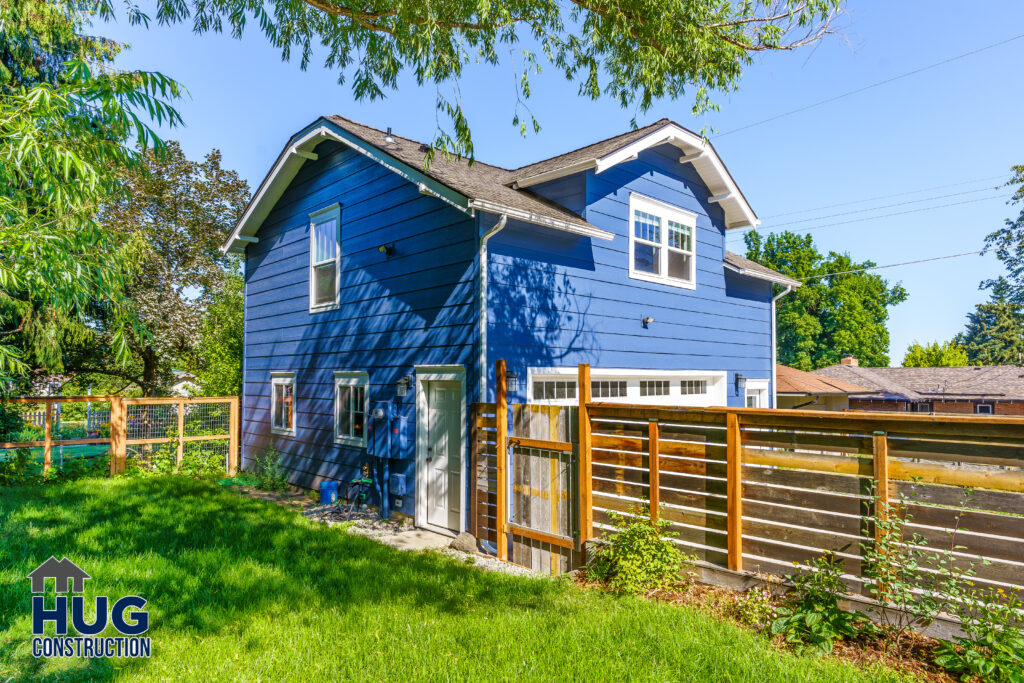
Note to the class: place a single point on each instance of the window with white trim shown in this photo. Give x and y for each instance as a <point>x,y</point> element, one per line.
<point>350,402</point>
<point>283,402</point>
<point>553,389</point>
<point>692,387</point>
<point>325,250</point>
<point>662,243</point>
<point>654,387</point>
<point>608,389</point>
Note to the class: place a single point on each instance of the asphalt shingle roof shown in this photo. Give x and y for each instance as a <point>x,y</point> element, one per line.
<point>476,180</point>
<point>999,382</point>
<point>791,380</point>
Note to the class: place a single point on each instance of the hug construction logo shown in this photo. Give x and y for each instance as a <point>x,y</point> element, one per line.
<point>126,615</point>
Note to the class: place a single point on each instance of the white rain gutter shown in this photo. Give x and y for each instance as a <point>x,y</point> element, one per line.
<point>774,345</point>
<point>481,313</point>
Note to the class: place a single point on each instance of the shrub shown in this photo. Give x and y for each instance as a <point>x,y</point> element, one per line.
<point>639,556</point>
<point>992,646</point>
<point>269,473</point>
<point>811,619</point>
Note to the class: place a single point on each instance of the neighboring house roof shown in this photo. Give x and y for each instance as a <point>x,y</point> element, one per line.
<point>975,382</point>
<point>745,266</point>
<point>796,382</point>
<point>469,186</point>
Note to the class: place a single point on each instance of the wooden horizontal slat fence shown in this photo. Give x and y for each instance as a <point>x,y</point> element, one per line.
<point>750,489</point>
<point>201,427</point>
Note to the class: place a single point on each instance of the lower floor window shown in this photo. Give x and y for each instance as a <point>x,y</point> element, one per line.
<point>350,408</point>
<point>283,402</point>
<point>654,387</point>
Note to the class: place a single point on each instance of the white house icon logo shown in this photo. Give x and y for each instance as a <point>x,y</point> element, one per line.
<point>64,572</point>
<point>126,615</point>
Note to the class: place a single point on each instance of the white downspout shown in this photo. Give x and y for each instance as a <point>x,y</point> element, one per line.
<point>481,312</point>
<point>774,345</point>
━━━━━━━━━━━━━━━━
Task brief:
Render the items as a Markdown table with two columns, Row (a running number) and Line (the line's text), omitting blank lines. Begin at the line that contains "the white rain" and continue through the last line of the items, including both.

Answer to this exercise:
| Row | Line |
|---|---|
| 1 | Note to the class: place a single point on each instance of the white rain gutter shown in this photo. Give x and y for each instance as a <point>x,y</point> element, one per line. |
| 2 | <point>774,345</point> |
| 3 | <point>481,313</point> |
| 4 | Note to the class: place a single point on each instance of the shrub shown in this photo. Give x and y for each instance as a <point>x,y</point> element, one per line. |
| 5 | <point>639,556</point> |
| 6 | <point>992,646</point> |
| 7 | <point>269,473</point> |
| 8 | <point>811,619</point> |
| 9 | Note to the class: place a single point on each instance of the neighboring house roof shown in this photo. Give x and y for each instance as a <point>x,y</point> element, one per line. |
| 10 | <point>975,382</point> |
| 11 | <point>745,266</point> |
| 12 | <point>796,382</point> |
| 13 | <point>469,186</point> |
| 14 | Note to the class: place a single point on each instance of the wooden horizontal slat fence shown in this photo. Give x and y for each instance as a <point>x,y</point> element, one per line. |
| 15 | <point>750,489</point> |
| 16 | <point>201,427</point> |
| 17 | Note to the class: place a single point on each instance of the lower floor window shown in this photo. Give x and y for each instance as a <point>x,y</point> element, one per line. |
| 18 | <point>350,408</point> |
| 19 | <point>283,402</point> |
| 20 | <point>654,387</point> |
| 21 | Note to the class: place a single point on each instance of the white house icon logo shown in this photo. Give x and y for each instance as a <point>x,y</point> element, one per line. |
| 22 | <point>64,572</point> |
| 23 | <point>126,615</point> |
| 24 | Note to the class: place a single point on each instance of the white downspout shown in this photo. Give x and y for each instance as a <point>x,y</point> element, one per line. |
| 25 | <point>481,312</point> |
| 26 | <point>774,345</point> |